**TASK ITEM**
Within the data below, find the string "lamp" and return each line where it occurs.

AVAILABLE DATA below:

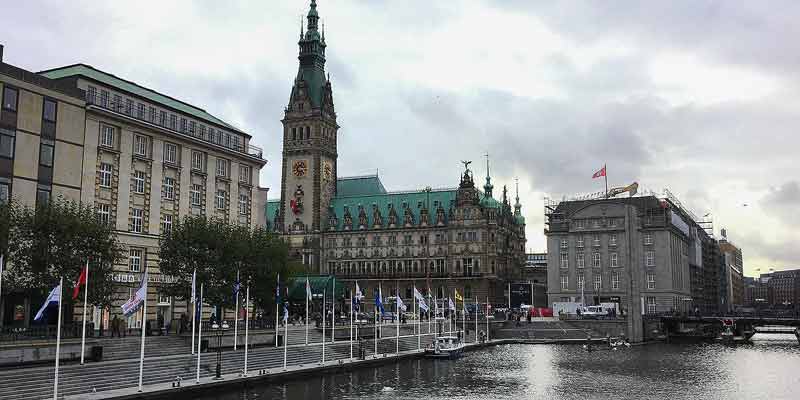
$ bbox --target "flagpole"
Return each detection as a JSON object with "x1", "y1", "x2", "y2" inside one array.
[
  {"x1": 275, "y1": 273, "x2": 279, "y2": 347},
  {"x1": 322, "y1": 288, "x2": 326, "y2": 364},
  {"x1": 486, "y1": 296, "x2": 490, "y2": 342},
  {"x1": 462, "y1": 290, "x2": 465, "y2": 341},
  {"x1": 283, "y1": 302, "x2": 288, "y2": 369},
  {"x1": 604, "y1": 164, "x2": 608, "y2": 199},
  {"x1": 243, "y1": 283, "x2": 250, "y2": 377},
  {"x1": 234, "y1": 270, "x2": 239, "y2": 351},
  {"x1": 196, "y1": 283, "x2": 204, "y2": 384},
  {"x1": 305, "y1": 277, "x2": 309, "y2": 346},
  {"x1": 80, "y1": 261, "x2": 89, "y2": 365},
  {"x1": 450, "y1": 289, "x2": 454, "y2": 336},
  {"x1": 374, "y1": 284, "x2": 378, "y2": 357},
  {"x1": 395, "y1": 282, "x2": 399, "y2": 355},
  {"x1": 191, "y1": 269, "x2": 196, "y2": 355},
  {"x1": 349, "y1": 289, "x2": 353, "y2": 360},
  {"x1": 137, "y1": 275, "x2": 148, "y2": 392},
  {"x1": 414, "y1": 286, "x2": 419, "y2": 351},
  {"x1": 331, "y1": 277, "x2": 335, "y2": 344},
  {"x1": 474, "y1": 296, "x2": 478, "y2": 343},
  {"x1": 0, "y1": 254, "x2": 4, "y2": 320},
  {"x1": 53, "y1": 277, "x2": 63, "y2": 400}
]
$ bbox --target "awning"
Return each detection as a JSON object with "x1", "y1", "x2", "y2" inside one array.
[{"x1": 286, "y1": 275, "x2": 347, "y2": 300}]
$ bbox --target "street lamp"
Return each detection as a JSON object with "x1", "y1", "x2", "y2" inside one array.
[{"x1": 212, "y1": 320, "x2": 229, "y2": 379}]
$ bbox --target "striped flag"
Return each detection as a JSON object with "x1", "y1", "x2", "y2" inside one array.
[
  {"x1": 122, "y1": 271, "x2": 148, "y2": 318},
  {"x1": 34, "y1": 283, "x2": 62, "y2": 321}
]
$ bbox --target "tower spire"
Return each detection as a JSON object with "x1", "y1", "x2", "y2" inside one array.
[
  {"x1": 483, "y1": 152, "x2": 494, "y2": 198},
  {"x1": 514, "y1": 178, "x2": 522, "y2": 216}
]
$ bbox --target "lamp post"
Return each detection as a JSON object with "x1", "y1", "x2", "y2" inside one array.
[{"x1": 212, "y1": 320, "x2": 229, "y2": 380}]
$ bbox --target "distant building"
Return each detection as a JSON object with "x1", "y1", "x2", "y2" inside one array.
[
  {"x1": 523, "y1": 252, "x2": 547, "y2": 284},
  {"x1": 718, "y1": 229, "x2": 744, "y2": 311},
  {"x1": 545, "y1": 194, "x2": 698, "y2": 315},
  {"x1": 749, "y1": 269, "x2": 799, "y2": 309}
]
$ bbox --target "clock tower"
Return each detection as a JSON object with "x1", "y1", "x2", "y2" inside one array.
[{"x1": 279, "y1": 0, "x2": 338, "y2": 269}]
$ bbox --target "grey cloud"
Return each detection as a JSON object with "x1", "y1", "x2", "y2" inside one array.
[
  {"x1": 491, "y1": 1, "x2": 800, "y2": 76},
  {"x1": 761, "y1": 181, "x2": 800, "y2": 225}
]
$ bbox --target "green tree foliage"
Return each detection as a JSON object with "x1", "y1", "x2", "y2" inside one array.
[
  {"x1": 5, "y1": 197, "x2": 124, "y2": 310},
  {"x1": 158, "y1": 216, "x2": 295, "y2": 312}
]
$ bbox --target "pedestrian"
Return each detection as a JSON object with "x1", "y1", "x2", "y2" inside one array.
[
  {"x1": 111, "y1": 315, "x2": 120, "y2": 338},
  {"x1": 157, "y1": 314, "x2": 164, "y2": 336}
]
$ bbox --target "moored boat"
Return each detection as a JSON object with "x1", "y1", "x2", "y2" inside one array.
[{"x1": 425, "y1": 335, "x2": 465, "y2": 359}]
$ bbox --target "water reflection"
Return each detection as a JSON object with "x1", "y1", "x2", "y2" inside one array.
[{"x1": 194, "y1": 335, "x2": 800, "y2": 400}]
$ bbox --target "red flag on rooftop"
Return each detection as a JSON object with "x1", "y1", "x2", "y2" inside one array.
[
  {"x1": 72, "y1": 265, "x2": 87, "y2": 300},
  {"x1": 592, "y1": 165, "x2": 606, "y2": 179}
]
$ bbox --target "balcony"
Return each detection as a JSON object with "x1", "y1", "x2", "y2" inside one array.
[{"x1": 86, "y1": 94, "x2": 264, "y2": 160}]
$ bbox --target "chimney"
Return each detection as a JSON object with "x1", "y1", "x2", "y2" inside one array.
[{"x1": 0, "y1": 44, "x2": 4, "y2": 63}]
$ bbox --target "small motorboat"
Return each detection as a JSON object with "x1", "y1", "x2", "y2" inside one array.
[{"x1": 425, "y1": 335, "x2": 465, "y2": 359}]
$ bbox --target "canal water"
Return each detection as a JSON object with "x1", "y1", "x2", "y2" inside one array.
[{"x1": 196, "y1": 335, "x2": 800, "y2": 400}]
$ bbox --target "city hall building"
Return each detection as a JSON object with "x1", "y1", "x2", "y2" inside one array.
[{"x1": 266, "y1": 1, "x2": 527, "y2": 306}]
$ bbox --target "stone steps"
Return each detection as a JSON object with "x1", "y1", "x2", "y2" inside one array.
[{"x1": 0, "y1": 334, "x2": 439, "y2": 400}]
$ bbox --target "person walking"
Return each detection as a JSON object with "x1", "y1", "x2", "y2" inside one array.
[{"x1": 111, "y1": 315, "x2": 120, "y2": 338}]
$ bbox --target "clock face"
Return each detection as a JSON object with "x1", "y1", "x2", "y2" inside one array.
[{"x1": 292, "y1": 160, "x2": 308, "y2": 177}]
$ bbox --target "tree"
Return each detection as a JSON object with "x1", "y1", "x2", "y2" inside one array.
[
  {"x1": 5, "y1": 197, "x2": 125, "y2": 311},
  {"x1": 158, "y1": 216, "x2": 295, "y2": 313}
]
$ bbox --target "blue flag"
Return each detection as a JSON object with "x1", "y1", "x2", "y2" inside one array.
[
  {"x1": 34, "y1": 283, "x2": 62, "y2": 321},
  {"x1": 375, "y1": 287, "x2": 385, "y2": 316}
]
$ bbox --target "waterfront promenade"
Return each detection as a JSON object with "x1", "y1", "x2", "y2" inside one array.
[{"x1": 0, "y1": 322, "x2": 484, "y2": 400}]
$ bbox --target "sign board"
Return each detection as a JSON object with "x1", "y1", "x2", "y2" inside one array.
[{"x1": 510, "y1": 283, "x2": 532, "y2": 308}]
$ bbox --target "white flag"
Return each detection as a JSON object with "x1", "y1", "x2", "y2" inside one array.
[
  {"x1": 397, "y1": 295, "x2": 407, "y2": 312},
  {"x1": 191, "y1": 268, "x2": 196, "y2": 301},
  {"x1": 122, "y1": 271, "x2": 148, "y2": 318},
  {"x1": 306, "y1": 277, "x2": 312, "y2": 299},
  {"x1": 355, "y1": 282, "x2": 363, "y2": 300},
  {"x1": 448, "y1": 297, "x2": 455, "y2": 311},
  {"x1": 414, "y1": 287, "x2": 429, "y2": 312},
  {"x1": 34, "y1": 283, "x2": 62, "y2": 321}
]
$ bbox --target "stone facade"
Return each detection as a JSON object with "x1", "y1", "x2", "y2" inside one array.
[
  {"x1": 545, "y1": 196, "x2": 697, "y2": 316},
  {"x1": 267, "y1": 1, "x2": 527, "y2": 307},
  {"x1": 1, "y1": 50, "x2": 269, "y2": 328}
]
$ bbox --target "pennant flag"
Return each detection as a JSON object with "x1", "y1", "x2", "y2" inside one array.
[
  {"x1": 233, "y1": 277, "x2": 241, "y2": 299},
  {"x1": 355, "y1": 282, "x2": 363, "y2": 301},
  {"x1": 414, "y1": 287, "x2": 429, "y2": 312},
  {"x1": 283, "y1": 301, "x2": 289, "y2": 322},
  {"x1": 375, "y1": 287, "x2": 385, "y2": 316},
  {"x1": 121, "y1": 270, "x2": 148, "y2": 318},
  {"x1": 306, "y1": 277, "x2": 312, "y2": 300},
  {"x1": 454, "y1": 290, "x2": 463, "y2": 302},
  {"x1": 72, "y1": 265, "x2": 88, "y2": 300},
  {"x1": 275, "y1": 273, "x2": 281, "y2": 305},
  {"x1": 448, "y1": 297, "x2": 455, "y2": 311},
  {"x1": 592, "y1": 165, "x2": 606, "y2": 179},
  {"x1": 35, "y1": 283, "x2": 62, "y2": 321},
  {"x1": 190, "y1": 268, "x2": 196, "y2": 301},
  {"x1": 397, "y1": 295, "x2": 407, "y2": 312}
]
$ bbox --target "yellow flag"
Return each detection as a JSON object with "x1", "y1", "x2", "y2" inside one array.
[{"x1": 455, "y1": 290, "x2": 463, "y2": 302}]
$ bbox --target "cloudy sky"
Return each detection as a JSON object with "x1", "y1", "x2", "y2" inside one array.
[{"x1": 3, "y1": 1, "x2": 797, "y2": 274}]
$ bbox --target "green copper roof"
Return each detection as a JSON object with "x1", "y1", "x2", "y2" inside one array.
[
  {"x1": 265, "y1": 179, "x2": 523, "y2": 230},
  {"x1": 328, "y1": 188, "x2": 457, "y2": 230},
  {"x1": 337, "y1": 175, "x2": 387, "y2": 197},
  {"x1": 38, "y1": 64, "x2": 248, "y2": 136}
]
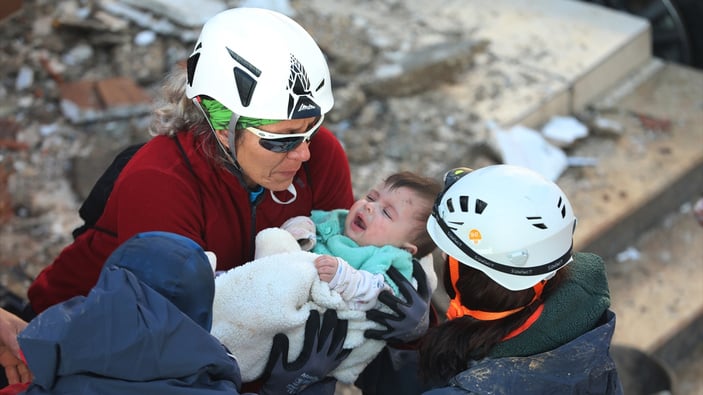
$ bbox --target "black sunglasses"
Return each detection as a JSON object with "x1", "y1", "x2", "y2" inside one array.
[{"x1": 244, "y1": 115, "x2": 324, "y2": 153}]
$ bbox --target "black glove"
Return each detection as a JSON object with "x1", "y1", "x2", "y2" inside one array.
[
  {"x1": 260, "y1": 309, "x2": 351, "y2": 395},
  {"x1": 365, "y1": 259, "x2": 431, "y2": 344}
]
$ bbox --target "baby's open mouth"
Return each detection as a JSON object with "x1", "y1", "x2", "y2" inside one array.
[{"x1": 354, "y1": 215, "x2": 366, "y2": 230}]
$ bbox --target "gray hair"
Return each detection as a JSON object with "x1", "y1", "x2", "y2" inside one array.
[
  {"x1": 148, "y1": 68, "x2": 228, "y2": 164},
  {"x1": 149, "y1": 67, "x2": 211, "y2": 138}
]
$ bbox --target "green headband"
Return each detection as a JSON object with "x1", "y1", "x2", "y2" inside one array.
[
  {"x1": 237, "y1": 116, "x2": 279, "y2": 130},
  {"x1": 199, "y1": 98, "x2": 279, "y2": 131}
]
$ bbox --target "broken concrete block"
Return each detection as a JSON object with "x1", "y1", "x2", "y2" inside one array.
[
  {"x1": 541, "y1": 115, "x2": 589, "y2": 147},
  {"x1": 59, "y1": 77, "x2": 152, "y2": 124},
  {"x1": 491, "y1": 123, "x2": 567, "y2": 182},
  {"x1": 0, "y1": 0, "x2": 22, "y2": 23},
  {"x1": 118, "y1": 0, "x2": 227, "y2": 28},
  {"x1": 362, "y1": 39, "x2": 489, "y2": 97}
]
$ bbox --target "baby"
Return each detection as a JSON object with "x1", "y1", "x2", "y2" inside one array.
[{"x1": 282, "y1": 171, "x2": 442, "y2": 310}]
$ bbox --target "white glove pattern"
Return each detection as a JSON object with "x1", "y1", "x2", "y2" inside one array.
[{"x1": 280, "y1": 216, "x2": 317, "y2": 251}]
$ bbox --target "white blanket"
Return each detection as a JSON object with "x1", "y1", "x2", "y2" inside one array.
[{"x1": 211, "y1": 228, "x2": 385, "y2": 383}]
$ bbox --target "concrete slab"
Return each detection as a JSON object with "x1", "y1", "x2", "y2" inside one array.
[
  {"x1": 406, "y1": 0, "x2": 650, "y2": 127},
  {"x1": 606, "y1": 196, "x2": 703, "y2": 395},
  {"x1": 607, "y1": 198, "x2": 703, "y2": 352},
  {"x1": 571, "y1": 27, "x2": 651, "y2": 112},
  {"x1": 560, "y1": 60, "x2": 703, "y2": 393},
  {"x1": 447, "y1": 0, "x2": 651, "y2": 127},
  {"x1": 435, "y1": 0, "x2": 651, "y2": 119},
  {"x1": 559, "y1": 61, "x2": 703, "y2": 257},
  {"x1": 441, "y1": 59, "x2": 572, "y2": 129}
]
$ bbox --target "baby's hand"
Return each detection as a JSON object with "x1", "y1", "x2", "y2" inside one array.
[{"x1": 314, "y1": 255, "x2": 339, "y2": 283}]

End of AVAILABLE DATA.

**OUTPUT**
$ bbox --target "street lamp"
$ bbox --target "lamp post"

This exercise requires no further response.